### [Given entries]
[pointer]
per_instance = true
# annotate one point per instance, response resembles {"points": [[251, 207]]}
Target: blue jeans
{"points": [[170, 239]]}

### [Set task]
Return all of the entries exactly as they were supplied.

### [Answer for this exercise]
[pointer]
per_instance = true
# annotate one point per instance, response resembles {"points": [[251, 207]]}
Target: blue jeans
{"points": [[170, 239]]}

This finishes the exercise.